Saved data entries

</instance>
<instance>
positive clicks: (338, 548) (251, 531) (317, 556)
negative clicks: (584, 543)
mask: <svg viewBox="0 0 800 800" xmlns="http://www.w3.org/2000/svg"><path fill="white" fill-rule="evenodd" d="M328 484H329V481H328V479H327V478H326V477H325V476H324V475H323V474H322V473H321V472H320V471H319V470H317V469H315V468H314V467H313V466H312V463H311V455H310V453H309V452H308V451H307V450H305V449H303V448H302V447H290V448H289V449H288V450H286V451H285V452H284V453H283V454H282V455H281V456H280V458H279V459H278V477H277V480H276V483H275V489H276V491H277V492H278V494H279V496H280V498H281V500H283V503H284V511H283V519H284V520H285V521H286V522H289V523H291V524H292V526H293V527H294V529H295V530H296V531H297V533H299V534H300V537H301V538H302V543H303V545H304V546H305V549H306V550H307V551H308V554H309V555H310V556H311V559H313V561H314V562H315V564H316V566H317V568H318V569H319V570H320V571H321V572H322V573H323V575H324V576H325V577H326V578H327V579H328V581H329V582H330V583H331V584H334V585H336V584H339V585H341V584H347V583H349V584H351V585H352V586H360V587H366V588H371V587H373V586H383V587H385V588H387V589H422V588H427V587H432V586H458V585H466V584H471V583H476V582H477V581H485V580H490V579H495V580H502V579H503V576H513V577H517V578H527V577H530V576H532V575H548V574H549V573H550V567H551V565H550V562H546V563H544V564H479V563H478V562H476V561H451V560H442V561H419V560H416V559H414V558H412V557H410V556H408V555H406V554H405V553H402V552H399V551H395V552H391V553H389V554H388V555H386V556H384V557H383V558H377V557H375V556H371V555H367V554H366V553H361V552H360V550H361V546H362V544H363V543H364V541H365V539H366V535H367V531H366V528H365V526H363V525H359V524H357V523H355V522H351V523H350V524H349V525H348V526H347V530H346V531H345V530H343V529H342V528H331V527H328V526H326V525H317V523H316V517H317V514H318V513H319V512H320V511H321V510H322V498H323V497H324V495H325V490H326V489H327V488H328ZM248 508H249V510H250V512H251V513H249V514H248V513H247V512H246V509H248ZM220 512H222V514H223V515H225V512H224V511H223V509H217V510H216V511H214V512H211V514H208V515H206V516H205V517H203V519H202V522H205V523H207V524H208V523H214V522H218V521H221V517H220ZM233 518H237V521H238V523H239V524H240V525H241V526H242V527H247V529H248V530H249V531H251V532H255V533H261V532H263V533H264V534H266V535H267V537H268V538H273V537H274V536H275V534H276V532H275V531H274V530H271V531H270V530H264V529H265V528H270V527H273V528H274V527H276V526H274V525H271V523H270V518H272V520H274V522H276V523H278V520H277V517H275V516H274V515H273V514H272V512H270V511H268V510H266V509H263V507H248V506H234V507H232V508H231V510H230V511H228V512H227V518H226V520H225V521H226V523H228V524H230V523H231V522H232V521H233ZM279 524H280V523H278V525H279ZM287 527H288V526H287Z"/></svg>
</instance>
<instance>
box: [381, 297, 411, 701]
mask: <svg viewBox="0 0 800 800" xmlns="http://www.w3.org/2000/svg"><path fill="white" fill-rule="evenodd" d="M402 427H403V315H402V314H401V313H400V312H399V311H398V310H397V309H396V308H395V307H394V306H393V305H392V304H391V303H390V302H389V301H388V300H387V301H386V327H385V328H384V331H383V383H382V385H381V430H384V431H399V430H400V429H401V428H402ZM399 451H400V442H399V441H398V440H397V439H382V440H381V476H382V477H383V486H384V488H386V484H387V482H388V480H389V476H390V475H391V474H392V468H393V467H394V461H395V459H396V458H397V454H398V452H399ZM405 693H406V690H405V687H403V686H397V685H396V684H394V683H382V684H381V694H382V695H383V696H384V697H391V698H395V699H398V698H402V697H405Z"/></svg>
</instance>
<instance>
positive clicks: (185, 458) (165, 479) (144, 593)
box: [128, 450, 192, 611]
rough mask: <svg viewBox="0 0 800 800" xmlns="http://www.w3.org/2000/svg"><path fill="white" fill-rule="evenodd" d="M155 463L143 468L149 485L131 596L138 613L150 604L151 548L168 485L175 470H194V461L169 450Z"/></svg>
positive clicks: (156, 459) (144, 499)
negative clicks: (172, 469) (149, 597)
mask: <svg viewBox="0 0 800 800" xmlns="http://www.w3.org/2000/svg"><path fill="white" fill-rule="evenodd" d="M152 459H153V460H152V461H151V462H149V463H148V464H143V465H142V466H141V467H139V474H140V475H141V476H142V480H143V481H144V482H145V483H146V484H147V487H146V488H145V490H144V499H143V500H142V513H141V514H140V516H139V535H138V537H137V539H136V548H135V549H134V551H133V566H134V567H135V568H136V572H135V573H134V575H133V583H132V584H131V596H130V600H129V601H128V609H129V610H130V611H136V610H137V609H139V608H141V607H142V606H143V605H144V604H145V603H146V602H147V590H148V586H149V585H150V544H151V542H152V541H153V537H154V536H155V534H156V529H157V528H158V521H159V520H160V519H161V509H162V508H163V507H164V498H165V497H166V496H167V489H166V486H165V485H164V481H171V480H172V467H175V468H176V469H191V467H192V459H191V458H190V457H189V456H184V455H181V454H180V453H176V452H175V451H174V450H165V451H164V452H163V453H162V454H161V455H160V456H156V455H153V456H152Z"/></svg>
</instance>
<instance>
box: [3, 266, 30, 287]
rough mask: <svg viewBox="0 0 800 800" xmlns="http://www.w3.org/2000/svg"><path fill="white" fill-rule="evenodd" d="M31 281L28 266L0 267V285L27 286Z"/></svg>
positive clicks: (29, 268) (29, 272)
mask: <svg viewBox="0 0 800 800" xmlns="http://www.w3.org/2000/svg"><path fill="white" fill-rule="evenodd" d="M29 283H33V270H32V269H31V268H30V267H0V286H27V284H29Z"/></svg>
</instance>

* Task requirements: Reproduce all of the records above verbatim, character for character.

* Output of the exercise:
</instance>
<instance>
positive clicks: (338, 548) (251, 531) (317, 556)
negative clicks: (584, 543)
mask: <svg viewBox="0 0 800 800" xmlns="http://www.w3.org/2000/svg"><path fill="white" fill-rule="evenodd" d="M328 484H329V481H328V479H327V478H326V477H325V476H324V475H323V474H322V473H321V472H320V471H319V470H317V469H315V468H314V467H313V466H312V463H311V455H310V453H309V452H308V451H307V450H305V449H303V448H302V447H290V448H289V449H288V450H286V451H285V452H284V453H283V454H282V455H281V456H280V458H279V459H278V477H277V480H276V483H275V489H276V491H277V492H278V494H279V496H280V498H281V500H283V503H284V511H283V519H284V520H285V521H286V522H289V523H291V524H292V526H293V527H294V529H295V530H296V531H297V533H299V534H300V537H301V538H302V543H303V545H304V546H305V549H306V550H307V551H308V554H309V555H310V556H311V559H313V561H314V562H315V564H316V566H317V568H318V569H319V570H320V571H321V572H322V573H323V575H324V576H325V577H326V578H327V579H328V581H329V582H330V583H331V584H334V585H336V584H339V585H341V584H347V583H349V584H351V585H352V586H360V587H366V588H371V587H373V586H383V587H385V588H387V589H422V588H427V587H432V586H458V585H466V584H471V583H476V582H477V581H485V580H490V579H495V580H502V579H503V576H513V577H517V578H527V577H530V576H532V575H548V574H549V573H550V567H551V565H550V562H546V563H544V564H479V563H478V562H476V561H451V560H442V561H419V560H416V559H414V558H412V557H410V556H408V555H406V554H405V553H402V552H399V551H395V552H391V553H389V554H388V555H386V556H384V557H383V558H377V557H375V556H371V555H367V554H366V553H361V552H360V550H361V546H362V544H363V543H364V541H365V539H366V535H367V531H366V528H365V526H363V525H359V524H357V523H355V522H351V523H350V524H349V525H348V526H347V530H346V531H345V530H343V529H342V528H331V527H328V526H326V525H317V523H316V517H317V514H318V513H319V512H320V511H321V510H322V498H323V497H324V495H325V490H326V489H327V488H328ZM248 508H249V510H250V512H251V513H249V514H248V513H247V512H246V509H248ZM220 512H222V514H223V515H225V512H224V511H223V509H217V510H216V511H214V512H211V514H208V515H206V516H205V517H203V519H202V522H205V523H207V524H208V523H214V522H218V521H221V517H220ZM233 518H237V521H238V523H239V524H240V525H241V526H242V527H247V529H248V530H249V531H251V532H255V533H261V532H263V533H264V534H266V535H267V537H268V538H273V537H274V536H275V534H276V532H275V531H274V530H271V531H270V530H264V529H265V528H270V527H273V528H274V527H276V526H274V525H271V523H270V518H272V520H274V522H276V523H278V520H277V517H275V516H274V515H273V514H272V512H270V511H268V510H266V509H263V507H248V506H234V507H232V508H231V510H230V511H228V512H227V518H226V520H225V521H226V523H228V524H230V523H231V522H232V521H233ZM279 524H280V523H278V525H279ZM287 527H288V526H287Z"/></svg>
</instance>
<instance>
box: [381, 297, 411, 701]
mask: <svg viewBox="0 0 800 800" xmlns="http://www.w3.org/2000/svg"><path fill="white" fill-rule="evenodd" d="M402 427H403V315H402V314H401V313H400V312H399V311H398V310H397V309H396V308H395V307H394V306H393V305H392V304H391V303H390V302H389V301H388V300H387V301H386V327H385V328H384V331H383V383H382V385H381V430H384V431H399V430H400V429H401V428H402ZM399 451H400V442H399V441H398V440H397V439H382V440H381V476H382V477H383V486H384V488H386V484H387V482H388V480H389V476H390V475H391V474H392V468H393V467H394V461H395V459H396V458H397V454H398V452H399ZM405 693H406V690H405V687H403V686H397V685H396V684H394V683H382V684H381V694H382V695H383V696H384V697H391V698H395V699H398V698H402V697H405Z"/></svg>
</instance>
<instance>
positive clicks: (185, 458) (165, 479) (144, 593)
box: [128, 450, 192, 611]
rough mask: <svg viewBox="0 0 800 800" xmlns="http://www.w3.org/2000/svg"><path fill="white" fill-rule="evenodd" d="M155 463L143 468L149 485L131 596L138 613L150 604L151 548L168 485L175 470H194V461L169 450Z"/></svg>
positive clicks: (156, 459) (144, 499)
negative clicks: (172, 469) (149, 597)
mask: <svg viewBox="0 0 800 800" xmlns="http://www.w3.org/2000/svg"><path fill="white" fill-rule="evenodd" d="M152 459H153V460H152V461H151V462H149V463H148V464H143V465H142V466H141V467H139V474H140V475H141V476H142V480H143V481H144V482H145V483H146V484H147V487H146V488H145V490H144V499H143V500H142V513H141V514H140V516H139V535H138V537H137V539H136V548H135V549H134V551H133V566H134V567H135V568H136V572H135V573H134V575H133V583H132V584H131V596H130V600H129V601H128V609H129V610H130V611H136V610H137V609H139V608H141V607H142V606H143V605H144V604H145V603H146V602H147V590H148V586H149V585H150V544H151V542H152V541H153V537H154V536H155V534H156V529H157V528H158V521H159V520H160V519H161V509H162V508H163V507H164V498H165V497H166V496H167V489H166V486H165V485H164V481H171V480H172V467H175V468H176V469H191V467H192V459H191V458H190V457H189V456H184V455H181V454H180V453H176V452H175V451H174V450H165V451H164V452H163V453H162V454H161V455H160V456H156V455H153V456H152Z"/></svg>
</instance>
<instance>
box: [3, 266, 30, 287]
rough mask: <svg viewBox="0 0 800 800" xmlns="http://www.w3.org/2000/svg"><path fill="white" fill-rule="evenodd" d="M31 281L28 266L0 267V285L27 286Z"/></svg>
positive clicks: (29, 268) (29, 272)
mask: <svg viewBox="0 0 800 800" xmlns="http://www.w3.org/2000/svg"><path fill="white" fill-rule="evenodd" d="M29 283H33V270H32V269H31V268H30V267H0V286H27V284H29Z"/></svg>
</instance>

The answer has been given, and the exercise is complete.